**What is being asked:** Render the item lines in the stretch from the line containing "boxes for safety warning sign?" through the line containing "[11,145,173,160]" as a Markdown table with the columns Row and Item line. Number each row, and leave out any blank lines.

((

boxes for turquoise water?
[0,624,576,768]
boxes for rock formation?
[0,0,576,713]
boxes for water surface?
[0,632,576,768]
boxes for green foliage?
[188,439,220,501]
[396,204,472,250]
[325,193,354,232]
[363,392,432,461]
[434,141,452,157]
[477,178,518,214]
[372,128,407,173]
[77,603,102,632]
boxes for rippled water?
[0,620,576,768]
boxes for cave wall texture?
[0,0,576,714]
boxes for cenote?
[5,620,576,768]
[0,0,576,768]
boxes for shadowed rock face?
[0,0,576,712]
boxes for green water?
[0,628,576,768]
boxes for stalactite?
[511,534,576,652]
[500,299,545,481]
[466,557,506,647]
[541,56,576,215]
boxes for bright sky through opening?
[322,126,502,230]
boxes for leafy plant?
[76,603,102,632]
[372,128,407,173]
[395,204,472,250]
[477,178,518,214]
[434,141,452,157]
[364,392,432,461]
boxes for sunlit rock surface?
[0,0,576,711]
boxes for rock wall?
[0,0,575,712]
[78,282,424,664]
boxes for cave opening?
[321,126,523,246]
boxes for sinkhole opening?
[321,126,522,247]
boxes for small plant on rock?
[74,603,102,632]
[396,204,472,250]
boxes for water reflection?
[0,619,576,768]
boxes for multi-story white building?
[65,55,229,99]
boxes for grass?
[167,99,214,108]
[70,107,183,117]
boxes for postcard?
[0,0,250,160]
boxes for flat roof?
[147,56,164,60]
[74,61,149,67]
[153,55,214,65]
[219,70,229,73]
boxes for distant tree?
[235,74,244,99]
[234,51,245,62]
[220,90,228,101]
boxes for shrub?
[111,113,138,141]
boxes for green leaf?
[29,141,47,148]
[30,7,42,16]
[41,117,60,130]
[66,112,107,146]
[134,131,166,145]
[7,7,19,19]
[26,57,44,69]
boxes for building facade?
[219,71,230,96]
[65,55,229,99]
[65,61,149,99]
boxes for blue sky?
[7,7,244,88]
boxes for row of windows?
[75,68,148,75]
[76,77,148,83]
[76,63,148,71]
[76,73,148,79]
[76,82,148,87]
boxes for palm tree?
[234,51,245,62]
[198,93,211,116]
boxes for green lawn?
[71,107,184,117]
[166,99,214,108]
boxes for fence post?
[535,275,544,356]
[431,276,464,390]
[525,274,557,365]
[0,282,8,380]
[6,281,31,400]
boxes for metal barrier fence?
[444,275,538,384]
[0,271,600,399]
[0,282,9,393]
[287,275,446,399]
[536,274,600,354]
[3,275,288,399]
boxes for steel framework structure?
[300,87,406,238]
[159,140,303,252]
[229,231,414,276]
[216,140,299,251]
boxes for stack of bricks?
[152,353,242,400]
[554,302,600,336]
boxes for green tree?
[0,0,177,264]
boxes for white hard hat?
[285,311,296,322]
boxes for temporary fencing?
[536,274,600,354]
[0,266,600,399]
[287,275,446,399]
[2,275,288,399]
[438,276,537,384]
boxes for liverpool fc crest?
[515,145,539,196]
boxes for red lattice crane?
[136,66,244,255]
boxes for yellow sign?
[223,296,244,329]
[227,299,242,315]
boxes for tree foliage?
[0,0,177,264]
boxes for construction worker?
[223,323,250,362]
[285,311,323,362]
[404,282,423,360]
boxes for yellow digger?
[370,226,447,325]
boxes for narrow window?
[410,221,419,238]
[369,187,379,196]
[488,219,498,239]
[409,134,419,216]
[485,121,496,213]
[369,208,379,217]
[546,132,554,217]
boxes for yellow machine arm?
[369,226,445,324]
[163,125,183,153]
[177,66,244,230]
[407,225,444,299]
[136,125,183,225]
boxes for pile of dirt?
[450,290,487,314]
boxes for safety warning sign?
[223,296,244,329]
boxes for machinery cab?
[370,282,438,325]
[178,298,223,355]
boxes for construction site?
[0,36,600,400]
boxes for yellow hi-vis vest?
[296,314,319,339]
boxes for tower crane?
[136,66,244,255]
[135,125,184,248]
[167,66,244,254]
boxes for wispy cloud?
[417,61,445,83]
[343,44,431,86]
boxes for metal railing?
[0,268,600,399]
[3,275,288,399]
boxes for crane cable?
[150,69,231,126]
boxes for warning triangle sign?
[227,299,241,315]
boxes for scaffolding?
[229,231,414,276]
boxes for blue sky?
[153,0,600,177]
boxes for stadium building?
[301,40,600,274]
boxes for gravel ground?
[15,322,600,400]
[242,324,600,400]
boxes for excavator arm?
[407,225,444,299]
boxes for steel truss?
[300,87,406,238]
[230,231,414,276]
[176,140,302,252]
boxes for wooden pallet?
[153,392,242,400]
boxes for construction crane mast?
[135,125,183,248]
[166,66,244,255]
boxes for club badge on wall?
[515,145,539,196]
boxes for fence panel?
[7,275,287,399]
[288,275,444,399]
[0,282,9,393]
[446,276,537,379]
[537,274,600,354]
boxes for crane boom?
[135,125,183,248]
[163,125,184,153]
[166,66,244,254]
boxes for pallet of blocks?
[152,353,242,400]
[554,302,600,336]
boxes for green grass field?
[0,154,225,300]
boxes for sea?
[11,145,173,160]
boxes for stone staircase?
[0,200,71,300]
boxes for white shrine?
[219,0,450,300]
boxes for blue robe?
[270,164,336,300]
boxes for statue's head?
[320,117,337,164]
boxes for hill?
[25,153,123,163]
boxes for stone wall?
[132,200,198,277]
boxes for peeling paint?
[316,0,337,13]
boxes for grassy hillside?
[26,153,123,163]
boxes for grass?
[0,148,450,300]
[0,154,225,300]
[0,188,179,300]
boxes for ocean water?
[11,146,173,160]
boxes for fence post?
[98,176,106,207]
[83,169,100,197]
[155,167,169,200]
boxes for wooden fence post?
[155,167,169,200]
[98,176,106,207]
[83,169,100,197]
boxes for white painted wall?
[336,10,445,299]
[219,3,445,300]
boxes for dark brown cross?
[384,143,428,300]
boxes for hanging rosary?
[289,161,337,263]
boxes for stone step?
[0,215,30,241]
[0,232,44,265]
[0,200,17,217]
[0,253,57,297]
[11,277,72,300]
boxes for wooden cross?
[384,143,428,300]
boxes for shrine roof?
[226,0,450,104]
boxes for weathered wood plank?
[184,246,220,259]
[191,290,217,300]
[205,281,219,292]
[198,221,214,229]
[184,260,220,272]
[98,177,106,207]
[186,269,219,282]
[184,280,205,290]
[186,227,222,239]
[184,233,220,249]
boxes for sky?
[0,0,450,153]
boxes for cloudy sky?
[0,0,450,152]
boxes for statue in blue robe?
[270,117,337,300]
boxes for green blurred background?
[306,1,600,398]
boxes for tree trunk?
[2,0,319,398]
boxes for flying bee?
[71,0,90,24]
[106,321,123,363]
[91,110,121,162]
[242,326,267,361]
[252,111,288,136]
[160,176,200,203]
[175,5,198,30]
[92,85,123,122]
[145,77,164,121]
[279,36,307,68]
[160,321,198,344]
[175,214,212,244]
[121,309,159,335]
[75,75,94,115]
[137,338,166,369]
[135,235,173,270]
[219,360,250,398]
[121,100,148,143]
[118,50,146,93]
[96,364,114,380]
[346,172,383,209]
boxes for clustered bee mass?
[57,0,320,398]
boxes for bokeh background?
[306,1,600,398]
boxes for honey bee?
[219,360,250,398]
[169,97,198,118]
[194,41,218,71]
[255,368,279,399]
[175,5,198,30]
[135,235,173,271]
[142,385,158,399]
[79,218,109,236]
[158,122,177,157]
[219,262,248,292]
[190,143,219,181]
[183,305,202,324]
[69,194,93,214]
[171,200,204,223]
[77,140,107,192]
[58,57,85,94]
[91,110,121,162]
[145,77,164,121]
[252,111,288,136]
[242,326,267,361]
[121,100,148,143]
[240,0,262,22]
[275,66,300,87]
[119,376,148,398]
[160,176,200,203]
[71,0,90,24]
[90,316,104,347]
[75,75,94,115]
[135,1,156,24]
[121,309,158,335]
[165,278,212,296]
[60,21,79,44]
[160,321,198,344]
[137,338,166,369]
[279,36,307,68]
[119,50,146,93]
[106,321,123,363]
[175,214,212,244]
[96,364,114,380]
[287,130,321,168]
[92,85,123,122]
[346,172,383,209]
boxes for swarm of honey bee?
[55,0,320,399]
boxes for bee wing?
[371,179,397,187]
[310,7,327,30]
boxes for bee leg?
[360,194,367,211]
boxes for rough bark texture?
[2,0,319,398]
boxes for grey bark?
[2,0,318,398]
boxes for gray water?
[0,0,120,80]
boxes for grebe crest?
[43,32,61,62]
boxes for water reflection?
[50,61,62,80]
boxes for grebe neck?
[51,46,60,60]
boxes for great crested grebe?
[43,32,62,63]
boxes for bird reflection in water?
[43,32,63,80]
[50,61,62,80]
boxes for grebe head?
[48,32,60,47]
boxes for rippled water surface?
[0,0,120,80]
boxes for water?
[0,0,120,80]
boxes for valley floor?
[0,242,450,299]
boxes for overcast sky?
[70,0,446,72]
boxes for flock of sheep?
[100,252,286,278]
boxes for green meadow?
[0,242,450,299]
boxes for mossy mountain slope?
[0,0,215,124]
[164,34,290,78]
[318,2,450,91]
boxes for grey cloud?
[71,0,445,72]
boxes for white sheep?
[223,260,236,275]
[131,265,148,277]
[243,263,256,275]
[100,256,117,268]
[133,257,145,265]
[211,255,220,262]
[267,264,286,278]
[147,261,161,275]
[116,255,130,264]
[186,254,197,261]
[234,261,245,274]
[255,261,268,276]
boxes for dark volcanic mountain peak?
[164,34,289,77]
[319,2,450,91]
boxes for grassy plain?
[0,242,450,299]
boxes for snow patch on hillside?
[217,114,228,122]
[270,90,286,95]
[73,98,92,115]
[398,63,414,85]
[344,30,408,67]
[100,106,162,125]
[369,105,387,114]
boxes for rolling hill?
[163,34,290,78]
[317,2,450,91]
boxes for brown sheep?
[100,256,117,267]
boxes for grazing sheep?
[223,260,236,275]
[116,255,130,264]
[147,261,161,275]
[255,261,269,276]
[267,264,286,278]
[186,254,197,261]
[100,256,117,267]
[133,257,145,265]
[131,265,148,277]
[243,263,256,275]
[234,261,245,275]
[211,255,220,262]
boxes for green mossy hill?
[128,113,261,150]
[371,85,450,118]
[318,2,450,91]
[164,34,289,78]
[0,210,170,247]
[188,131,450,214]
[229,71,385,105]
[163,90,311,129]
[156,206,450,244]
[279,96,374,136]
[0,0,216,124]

))

**The solution:**
| Row | Item line |
|---|---|
| 1 | boxes for safety warning sign? |
| 2 | [223,296,244,329] |
| 3 | boxes for machinery cab? |
| 4 | [370,282,438,325] |
| 5 | [178,298,223,355] |
| 6 | boxes for construction site? |
| 7 | [0,36,600,400] |
| 8 | boxes for yellow hi-vis vest? |
| 9 | [296,314,319,339] |
| 10 | boxes for tower crane? |
| 11 | [136,66,244,255] |
| 12 | [135,125,184,248] |
| 13 | [167,66,244,254] |
| 14 | boxes for wispy cloud? |
| 15 | [417,61,445,83] |
| 16 | [343,44,431,86] |
| 17 | boxes for metal railing? |
| 18 | [0,268,600,399] |
| 19 | [3,275,288,399] |
| 20 | boxes for crane cable? |
| 21 | [150,69,231,126] |
| 22 | boxes for warning triangle sign? |
| 23 | [227,299,241,315] |
| 24 | boxes for scaffolding? |
| 25 | [229,231,414,276] |
| 26 | boxes for blue sky? |
| 27 | [153,0,600,177] |
| 28 | boxes for stadium building? |
| 29 | [301,40,600,274] |
| 30 | boxes for gravel ground? |
| 31 | [15,322,600,400] |
| 32 | [242,324,600,400] |
| 33 | boxes for excavator arm? |
| 34 | [407,225,444,299] |
| 35 | boxes for steel truss? |
| 36 | [300,87,406,238] |
| 37 | [230,231,414,276] |
| 38 | [176,140,302,252] |
| 39 | boxes for wooden pallet? |
| 40 | [153,392,242,400] |
| 41 | boxes for construction crane mast? |
| 42 | [135,125,183,248] |
| 43 | [166,66,244,255] |
| 44 | boxes for club badge on wall? |
| 45 | [515,145,539,196] |
| 46 | boxes for fence panel? |
| 47 | [7,275,287,399] |
| 48 | [288,275,444,399] |
| 49 | [0,282,9,393] |
| 50 | [446,276,537,379] |
| 51 | [537,274,600,354] |
| 52 | boxes for crane boom? |
| 53 | [135,125,183,248] |
| 54 | [163,125,184,153] |
| 55 | [166,66,244,254] |
| 56 | boxes for pallet of blocks? |
| 57 | [152,353,242,400] |
| 58 | [554,302,600,336] |
| 59 | boxes for green grass field? |
| 60 | [0,154,225,300] |
| 61 | boxes for sea? |
| 62 | [11,145,173,160] |